■ Exercise objective ■
Rewrite the listing lines as a numbered list without blank lines, starting at the line containing "target: <item>plant stem</item>" and ending with the line containing "M242 258L242 254L241", both included.

Records:

%%

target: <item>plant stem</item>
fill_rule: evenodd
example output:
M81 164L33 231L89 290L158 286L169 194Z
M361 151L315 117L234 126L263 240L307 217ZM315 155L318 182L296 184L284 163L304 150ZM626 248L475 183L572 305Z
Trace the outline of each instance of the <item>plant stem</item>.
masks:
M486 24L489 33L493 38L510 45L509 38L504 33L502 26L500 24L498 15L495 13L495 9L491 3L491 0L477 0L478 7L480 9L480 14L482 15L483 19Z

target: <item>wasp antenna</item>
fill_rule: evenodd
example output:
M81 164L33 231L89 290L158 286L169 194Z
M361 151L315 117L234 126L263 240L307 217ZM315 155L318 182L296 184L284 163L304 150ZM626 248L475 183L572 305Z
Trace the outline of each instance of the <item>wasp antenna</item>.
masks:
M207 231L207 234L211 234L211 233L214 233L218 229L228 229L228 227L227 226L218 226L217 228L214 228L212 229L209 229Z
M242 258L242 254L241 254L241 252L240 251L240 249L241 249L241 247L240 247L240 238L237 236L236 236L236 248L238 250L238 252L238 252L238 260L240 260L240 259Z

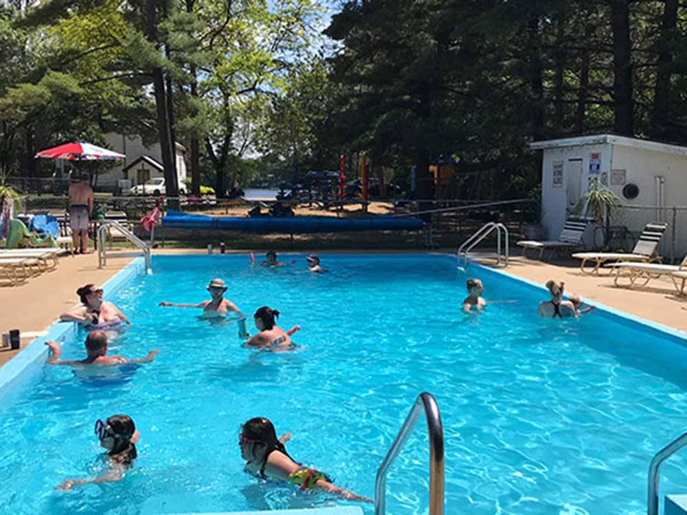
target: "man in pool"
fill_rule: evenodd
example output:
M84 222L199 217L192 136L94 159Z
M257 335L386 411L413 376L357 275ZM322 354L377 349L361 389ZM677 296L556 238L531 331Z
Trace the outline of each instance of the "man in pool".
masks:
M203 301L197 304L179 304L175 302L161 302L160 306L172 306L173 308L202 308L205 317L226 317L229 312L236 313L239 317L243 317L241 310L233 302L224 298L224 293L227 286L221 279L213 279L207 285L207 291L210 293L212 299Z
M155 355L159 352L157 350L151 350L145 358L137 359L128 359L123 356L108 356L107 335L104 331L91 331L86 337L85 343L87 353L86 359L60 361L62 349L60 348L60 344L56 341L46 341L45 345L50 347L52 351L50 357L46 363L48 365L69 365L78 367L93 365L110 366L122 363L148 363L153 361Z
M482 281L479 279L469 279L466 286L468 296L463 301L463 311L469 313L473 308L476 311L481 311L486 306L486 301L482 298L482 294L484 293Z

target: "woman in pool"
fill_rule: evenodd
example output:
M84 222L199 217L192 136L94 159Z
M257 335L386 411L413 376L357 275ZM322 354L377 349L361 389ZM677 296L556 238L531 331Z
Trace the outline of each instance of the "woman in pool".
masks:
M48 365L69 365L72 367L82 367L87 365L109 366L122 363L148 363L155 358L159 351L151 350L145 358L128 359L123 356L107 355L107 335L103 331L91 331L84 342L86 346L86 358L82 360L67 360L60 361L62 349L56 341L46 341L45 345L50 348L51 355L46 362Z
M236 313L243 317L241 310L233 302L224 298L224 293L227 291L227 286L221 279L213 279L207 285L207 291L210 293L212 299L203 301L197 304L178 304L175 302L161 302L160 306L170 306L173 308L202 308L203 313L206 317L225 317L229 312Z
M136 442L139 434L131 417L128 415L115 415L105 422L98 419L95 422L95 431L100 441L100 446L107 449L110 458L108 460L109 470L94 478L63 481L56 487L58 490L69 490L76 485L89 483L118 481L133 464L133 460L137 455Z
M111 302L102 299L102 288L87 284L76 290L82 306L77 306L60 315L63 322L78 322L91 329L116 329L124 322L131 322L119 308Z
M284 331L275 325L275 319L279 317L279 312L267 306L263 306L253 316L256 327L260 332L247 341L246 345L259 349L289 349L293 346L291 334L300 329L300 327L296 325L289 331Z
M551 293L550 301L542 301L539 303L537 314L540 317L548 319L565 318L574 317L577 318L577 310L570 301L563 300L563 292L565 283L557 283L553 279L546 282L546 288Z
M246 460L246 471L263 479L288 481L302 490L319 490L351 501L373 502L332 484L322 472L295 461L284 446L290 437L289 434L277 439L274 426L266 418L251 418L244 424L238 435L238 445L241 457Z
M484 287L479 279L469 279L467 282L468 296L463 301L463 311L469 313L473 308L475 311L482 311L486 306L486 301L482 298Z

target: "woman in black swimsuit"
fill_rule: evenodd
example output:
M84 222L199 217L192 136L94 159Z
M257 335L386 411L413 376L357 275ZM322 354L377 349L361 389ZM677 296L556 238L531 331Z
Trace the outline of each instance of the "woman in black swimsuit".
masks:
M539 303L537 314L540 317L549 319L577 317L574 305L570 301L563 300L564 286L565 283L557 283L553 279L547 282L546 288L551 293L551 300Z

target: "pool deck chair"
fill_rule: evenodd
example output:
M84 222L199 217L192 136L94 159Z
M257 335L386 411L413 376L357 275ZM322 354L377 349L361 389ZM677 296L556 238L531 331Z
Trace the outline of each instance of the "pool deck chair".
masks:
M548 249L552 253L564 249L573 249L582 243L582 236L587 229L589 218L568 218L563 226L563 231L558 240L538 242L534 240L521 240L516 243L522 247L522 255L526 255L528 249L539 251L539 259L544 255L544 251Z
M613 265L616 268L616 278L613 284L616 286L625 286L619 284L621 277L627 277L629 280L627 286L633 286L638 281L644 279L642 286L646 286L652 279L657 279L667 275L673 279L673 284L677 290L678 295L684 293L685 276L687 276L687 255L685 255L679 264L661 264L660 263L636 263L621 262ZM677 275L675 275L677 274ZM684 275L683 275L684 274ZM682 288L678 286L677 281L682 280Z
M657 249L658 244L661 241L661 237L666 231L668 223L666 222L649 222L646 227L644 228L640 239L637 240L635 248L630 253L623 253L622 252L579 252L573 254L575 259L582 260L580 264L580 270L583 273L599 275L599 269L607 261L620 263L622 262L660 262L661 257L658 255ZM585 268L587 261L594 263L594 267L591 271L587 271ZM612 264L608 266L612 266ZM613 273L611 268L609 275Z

%%
%%

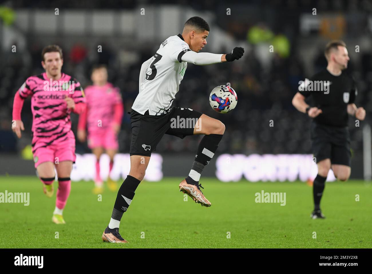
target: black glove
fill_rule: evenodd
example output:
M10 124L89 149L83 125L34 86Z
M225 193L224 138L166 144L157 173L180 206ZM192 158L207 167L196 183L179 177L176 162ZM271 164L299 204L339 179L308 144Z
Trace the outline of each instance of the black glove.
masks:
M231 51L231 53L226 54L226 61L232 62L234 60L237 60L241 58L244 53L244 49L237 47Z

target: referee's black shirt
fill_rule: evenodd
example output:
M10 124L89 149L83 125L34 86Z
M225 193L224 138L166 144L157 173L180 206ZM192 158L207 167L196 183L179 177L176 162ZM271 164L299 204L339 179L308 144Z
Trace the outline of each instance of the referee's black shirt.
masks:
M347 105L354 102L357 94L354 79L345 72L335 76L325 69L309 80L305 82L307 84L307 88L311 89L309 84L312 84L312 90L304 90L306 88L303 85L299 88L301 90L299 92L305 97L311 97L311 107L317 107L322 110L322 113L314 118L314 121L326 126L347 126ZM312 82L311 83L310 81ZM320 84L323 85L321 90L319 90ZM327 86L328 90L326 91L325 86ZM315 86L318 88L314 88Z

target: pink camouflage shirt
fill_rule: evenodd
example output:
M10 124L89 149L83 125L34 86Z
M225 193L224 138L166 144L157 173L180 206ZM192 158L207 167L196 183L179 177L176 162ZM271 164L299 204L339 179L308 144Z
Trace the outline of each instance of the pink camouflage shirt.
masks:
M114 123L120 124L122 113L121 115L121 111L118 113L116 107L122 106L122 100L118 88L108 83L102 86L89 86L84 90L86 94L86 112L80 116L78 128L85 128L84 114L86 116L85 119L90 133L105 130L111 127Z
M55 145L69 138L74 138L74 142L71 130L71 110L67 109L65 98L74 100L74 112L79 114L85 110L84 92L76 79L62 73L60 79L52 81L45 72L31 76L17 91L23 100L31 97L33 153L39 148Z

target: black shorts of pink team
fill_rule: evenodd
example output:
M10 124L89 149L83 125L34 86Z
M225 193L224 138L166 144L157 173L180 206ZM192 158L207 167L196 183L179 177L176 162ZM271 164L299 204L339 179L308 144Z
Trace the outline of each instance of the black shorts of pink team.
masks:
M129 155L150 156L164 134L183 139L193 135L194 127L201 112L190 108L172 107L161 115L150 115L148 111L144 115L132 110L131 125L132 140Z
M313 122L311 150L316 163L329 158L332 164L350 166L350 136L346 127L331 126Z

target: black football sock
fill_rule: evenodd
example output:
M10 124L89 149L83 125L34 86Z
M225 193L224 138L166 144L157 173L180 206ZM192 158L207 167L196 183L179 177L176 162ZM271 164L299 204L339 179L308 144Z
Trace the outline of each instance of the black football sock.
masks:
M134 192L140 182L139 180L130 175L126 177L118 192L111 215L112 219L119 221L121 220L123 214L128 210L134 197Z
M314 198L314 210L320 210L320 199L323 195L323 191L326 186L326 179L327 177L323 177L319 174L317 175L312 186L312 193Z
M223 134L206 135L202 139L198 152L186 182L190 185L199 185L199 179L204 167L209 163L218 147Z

%%
%%

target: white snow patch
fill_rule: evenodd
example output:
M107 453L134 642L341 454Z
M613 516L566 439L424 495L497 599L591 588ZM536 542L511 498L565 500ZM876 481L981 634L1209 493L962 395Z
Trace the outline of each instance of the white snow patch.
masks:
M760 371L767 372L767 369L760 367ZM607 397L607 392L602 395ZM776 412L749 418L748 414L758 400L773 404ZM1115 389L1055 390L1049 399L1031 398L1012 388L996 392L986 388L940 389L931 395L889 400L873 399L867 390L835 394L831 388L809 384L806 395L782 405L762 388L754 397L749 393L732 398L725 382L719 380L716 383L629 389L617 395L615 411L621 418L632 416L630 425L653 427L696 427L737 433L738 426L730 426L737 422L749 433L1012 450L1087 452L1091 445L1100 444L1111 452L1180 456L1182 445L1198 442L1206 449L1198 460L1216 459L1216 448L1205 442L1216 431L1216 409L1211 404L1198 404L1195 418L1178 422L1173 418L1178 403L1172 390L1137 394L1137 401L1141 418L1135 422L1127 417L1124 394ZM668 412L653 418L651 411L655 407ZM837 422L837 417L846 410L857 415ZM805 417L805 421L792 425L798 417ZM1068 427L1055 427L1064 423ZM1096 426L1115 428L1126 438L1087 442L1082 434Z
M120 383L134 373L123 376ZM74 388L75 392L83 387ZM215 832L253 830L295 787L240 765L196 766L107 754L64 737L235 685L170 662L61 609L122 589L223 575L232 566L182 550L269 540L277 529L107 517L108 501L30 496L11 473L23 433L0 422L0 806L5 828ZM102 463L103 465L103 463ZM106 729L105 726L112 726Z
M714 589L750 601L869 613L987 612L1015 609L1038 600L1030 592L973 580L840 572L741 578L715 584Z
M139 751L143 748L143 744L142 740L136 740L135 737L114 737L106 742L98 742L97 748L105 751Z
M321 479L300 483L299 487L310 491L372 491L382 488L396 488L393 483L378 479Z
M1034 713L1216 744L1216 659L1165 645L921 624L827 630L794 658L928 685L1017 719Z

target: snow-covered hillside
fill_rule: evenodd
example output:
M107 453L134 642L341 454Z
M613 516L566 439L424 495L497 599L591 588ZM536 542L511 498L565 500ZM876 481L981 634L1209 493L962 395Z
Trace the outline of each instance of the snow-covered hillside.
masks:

%%

■ Answer in full ■
1. target: <item>plant stem</item>
2. fill_rule: evenodd
3. example output:
4. M81 164L33 231L89 290L158 286L169 194Z
5. M361 151L315 117L234 126L263 240L307 217ZM315 155L318 182L296 184L284 163L304 150ZM626 248L475 183L572 305Z
6. Trace the outline of each instance of the <item>plant stem</item>.
7. masks:
8. M486 24L489 33L493 38L510 45L509 38L504 33L502 26L500 24L498 15L495 13L495 9L491 3L491 0L477 0L478 7L480 9L480 14L482 15L483 19Z
9. target: <item>wasp antenna</item>
10. fill_rule: evenodd
11. example output:
12. M81 164L33 231L89 290L158 286L169 194Z
13. M361 151L315 117L234 126L263 240L307 217ZM315 155L318 182L296 184L284 163L304 150ZM626 248L475 183L572 305Z
14. Trace the outline of each instance of the <item>wasp antenna</item>.
15. masks:
16. M207 231L207 234L211 234L211 233L214 233L218 229L228 229L228 227L227 226L218 226L217 228L214 228L212 229L209 229Z
17. M242 258L242 254L241 254L241 252L240 251L240 249L241 249L241 247L240 247L240 238L237 236L236 236L236 248L238 250L238 252L238 252L238 260L240 260L240 259Z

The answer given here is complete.